### What you will do
All entries below must be given again exactly as they stand.

(Stored data entries)

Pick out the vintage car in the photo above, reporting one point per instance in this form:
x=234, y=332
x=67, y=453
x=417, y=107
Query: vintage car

### Written solution
Pick out the vintage car in the photo above, reporting one point per instance in this form:
x=234, y=332
x=67, y=453
x=417, y=107
Query: vintage car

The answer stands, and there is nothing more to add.